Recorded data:

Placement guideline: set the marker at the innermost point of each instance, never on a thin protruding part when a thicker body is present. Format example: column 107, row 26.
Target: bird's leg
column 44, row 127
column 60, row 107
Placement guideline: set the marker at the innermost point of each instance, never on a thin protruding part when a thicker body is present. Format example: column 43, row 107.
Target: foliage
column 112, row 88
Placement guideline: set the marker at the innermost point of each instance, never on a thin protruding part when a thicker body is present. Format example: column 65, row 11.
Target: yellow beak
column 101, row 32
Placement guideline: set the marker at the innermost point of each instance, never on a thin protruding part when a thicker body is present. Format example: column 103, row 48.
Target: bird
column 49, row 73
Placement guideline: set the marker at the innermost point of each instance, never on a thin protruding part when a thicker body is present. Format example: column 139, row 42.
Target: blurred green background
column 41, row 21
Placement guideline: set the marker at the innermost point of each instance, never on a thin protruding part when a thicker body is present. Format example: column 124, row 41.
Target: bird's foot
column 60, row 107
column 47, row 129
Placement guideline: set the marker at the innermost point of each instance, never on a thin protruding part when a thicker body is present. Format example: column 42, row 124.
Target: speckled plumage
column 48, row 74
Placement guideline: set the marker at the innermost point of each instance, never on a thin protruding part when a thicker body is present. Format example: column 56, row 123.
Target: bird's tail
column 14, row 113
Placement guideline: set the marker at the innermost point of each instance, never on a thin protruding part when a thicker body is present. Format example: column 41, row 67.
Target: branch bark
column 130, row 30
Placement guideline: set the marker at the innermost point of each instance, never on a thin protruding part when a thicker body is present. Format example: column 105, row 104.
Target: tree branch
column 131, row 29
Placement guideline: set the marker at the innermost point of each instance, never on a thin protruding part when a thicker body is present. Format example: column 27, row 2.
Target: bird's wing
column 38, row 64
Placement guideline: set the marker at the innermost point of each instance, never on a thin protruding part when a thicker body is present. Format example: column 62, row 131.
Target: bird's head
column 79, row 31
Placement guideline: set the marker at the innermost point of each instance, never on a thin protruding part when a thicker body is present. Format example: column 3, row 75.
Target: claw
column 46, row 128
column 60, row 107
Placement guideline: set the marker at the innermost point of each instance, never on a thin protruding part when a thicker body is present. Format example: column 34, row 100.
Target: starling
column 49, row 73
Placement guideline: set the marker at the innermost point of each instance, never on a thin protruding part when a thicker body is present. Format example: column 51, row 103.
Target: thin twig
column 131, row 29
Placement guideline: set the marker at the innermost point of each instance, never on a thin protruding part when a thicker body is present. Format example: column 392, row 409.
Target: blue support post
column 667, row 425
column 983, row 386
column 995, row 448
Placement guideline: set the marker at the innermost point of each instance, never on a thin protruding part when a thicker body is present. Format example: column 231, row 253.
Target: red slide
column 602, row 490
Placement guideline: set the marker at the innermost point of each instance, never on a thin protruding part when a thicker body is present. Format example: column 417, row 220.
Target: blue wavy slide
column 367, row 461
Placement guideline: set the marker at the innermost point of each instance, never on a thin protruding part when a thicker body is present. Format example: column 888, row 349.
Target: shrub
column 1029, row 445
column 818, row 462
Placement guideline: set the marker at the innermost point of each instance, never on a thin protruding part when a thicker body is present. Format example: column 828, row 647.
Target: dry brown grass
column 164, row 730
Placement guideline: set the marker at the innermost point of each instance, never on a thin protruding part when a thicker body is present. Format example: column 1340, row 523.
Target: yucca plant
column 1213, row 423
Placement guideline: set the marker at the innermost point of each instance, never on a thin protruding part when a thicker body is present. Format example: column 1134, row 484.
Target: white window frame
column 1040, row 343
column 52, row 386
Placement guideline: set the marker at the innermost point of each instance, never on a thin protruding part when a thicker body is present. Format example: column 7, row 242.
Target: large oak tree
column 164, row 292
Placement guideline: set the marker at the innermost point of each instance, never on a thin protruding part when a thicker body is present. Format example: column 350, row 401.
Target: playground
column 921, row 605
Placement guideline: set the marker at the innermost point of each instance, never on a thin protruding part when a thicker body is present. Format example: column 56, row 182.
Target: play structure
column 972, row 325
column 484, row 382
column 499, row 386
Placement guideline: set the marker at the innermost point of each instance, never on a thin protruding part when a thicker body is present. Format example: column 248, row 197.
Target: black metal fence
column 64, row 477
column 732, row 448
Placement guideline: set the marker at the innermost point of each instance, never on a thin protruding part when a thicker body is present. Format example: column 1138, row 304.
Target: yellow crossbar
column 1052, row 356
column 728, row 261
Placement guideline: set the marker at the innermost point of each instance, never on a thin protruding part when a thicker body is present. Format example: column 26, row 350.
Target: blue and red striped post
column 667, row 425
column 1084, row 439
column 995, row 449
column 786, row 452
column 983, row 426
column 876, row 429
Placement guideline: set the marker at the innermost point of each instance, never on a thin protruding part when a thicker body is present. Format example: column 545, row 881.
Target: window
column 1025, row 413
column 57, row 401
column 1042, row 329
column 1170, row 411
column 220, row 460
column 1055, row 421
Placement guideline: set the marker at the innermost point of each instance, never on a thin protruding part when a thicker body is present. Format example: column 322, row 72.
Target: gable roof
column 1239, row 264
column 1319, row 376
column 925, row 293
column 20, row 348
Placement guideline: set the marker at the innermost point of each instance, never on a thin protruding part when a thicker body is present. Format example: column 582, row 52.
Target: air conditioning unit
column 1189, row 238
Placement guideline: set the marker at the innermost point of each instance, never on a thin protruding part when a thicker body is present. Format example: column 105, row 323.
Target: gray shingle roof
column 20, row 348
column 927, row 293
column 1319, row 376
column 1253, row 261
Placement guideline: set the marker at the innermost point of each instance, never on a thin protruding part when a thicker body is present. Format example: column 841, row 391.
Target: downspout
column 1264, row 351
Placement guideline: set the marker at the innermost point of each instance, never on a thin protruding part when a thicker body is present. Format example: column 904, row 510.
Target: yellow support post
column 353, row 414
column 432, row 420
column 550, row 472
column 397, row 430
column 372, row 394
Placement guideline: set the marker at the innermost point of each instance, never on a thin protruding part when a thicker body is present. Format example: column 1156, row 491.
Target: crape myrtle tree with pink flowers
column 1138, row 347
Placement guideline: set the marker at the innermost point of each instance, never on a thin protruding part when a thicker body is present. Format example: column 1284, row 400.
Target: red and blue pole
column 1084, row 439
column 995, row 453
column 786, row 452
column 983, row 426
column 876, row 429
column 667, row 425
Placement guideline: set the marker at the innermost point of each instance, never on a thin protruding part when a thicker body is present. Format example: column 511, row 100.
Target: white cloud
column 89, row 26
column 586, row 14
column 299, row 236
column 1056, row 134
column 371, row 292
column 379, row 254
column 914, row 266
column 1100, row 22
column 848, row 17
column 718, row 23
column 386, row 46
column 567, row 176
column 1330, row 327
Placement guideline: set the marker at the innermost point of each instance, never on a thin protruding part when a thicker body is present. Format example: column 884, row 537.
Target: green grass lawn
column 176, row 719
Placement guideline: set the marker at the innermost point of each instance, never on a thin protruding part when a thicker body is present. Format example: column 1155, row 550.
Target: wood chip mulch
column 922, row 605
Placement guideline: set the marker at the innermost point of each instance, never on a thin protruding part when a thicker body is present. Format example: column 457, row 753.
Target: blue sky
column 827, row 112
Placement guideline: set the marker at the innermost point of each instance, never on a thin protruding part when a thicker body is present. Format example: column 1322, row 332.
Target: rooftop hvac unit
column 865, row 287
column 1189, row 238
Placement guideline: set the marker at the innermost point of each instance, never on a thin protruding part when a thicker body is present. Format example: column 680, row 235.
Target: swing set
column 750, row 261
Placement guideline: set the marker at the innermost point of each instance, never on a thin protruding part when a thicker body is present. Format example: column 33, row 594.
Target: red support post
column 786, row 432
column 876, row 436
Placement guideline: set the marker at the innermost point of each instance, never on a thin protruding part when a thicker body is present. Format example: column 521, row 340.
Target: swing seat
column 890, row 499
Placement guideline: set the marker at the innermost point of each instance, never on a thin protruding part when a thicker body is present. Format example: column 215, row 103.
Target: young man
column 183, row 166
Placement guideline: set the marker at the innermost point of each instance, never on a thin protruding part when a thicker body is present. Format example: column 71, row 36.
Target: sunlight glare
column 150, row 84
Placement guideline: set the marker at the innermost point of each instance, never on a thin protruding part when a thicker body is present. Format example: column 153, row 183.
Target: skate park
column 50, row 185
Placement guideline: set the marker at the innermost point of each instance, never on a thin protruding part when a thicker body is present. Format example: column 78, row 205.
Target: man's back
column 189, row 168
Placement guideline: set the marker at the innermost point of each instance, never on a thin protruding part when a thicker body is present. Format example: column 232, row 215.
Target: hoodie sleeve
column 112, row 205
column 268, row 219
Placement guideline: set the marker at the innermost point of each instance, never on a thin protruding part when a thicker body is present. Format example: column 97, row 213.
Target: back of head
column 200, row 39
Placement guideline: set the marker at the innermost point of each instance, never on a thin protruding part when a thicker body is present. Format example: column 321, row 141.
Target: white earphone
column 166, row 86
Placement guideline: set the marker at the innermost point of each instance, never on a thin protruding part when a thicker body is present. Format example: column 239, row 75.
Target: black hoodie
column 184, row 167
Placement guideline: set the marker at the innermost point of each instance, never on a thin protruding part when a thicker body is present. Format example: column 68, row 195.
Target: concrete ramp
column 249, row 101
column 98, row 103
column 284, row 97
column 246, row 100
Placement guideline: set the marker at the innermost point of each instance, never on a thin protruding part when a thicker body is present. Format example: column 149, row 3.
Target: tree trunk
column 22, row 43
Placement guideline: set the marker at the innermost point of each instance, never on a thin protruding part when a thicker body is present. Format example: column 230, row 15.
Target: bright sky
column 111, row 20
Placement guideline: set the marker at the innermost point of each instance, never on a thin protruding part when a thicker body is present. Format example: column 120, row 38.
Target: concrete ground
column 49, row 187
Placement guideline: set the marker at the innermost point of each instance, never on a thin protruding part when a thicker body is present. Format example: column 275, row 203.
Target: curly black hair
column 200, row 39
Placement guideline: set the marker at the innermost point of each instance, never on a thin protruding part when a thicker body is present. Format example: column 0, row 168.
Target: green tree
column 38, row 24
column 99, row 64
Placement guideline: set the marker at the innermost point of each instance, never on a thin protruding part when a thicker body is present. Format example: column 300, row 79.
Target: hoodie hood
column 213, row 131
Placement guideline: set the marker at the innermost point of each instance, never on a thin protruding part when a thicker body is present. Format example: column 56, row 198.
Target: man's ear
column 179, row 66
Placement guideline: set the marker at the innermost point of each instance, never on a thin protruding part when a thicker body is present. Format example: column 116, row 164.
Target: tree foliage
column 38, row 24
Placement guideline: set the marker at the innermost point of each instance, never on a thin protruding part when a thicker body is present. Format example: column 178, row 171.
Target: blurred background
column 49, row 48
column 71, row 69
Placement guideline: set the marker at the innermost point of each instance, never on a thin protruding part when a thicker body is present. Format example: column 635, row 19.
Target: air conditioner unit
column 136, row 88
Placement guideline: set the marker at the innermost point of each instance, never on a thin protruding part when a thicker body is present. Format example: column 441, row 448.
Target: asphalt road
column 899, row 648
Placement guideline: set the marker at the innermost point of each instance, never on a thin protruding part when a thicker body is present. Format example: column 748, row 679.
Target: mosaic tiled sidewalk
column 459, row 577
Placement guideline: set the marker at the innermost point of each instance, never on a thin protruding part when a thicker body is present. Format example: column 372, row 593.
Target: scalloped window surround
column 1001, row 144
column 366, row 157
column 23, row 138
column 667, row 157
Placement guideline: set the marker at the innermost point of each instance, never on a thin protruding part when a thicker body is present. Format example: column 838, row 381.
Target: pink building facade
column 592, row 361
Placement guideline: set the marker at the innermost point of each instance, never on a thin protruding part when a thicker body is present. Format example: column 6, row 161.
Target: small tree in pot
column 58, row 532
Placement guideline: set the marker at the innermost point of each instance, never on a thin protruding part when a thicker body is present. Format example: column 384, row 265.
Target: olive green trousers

= Exercise directions =
Find the line containing "441, row 448." in the material above. Print it and every line after it through the end, exactly and only those.

= Response below =
Placement guideline: set the marker at the innermost point of each instance, never on a thin protruding part when a thicker body is present. Format example: column 441, row 448.
Target: asphalt road
column 899, row 648
Placement guideline: set the marker at the innermost point of each instance, never on a thin protruding part when a thicker body is present. Format example: column 748, row 679.
Target: mosaic tiled sidewalk
column 459, row 577
Placement guideline: set the marker at the innermost point of each instance, never on a thin protruding part when a thicker body is present. Format example: column 372, row 593.
Target: scalloped window surround
column 1001, row 144
column 366, row 157
column 23, row 138
column 667, row 157
Placement guideline: set the marker at the innermost point of each instance, never on a thin protruding part when a thicker body is present. Format example: column 838, row 381.
Target: pink building facade
column 592, row 361
Placement guideline: set the marker at the innermost point of each instance, never on a thin protruding part when a thicker body is present. Format example: column 6, row 161.
Target: small tree in pot
column 58, row 532
Placement guideline: set the marker at the innermost point of each instance, never on a thin protruding part when a thicker body is present. Format example: column 384, row 265.
Target: olive green trousers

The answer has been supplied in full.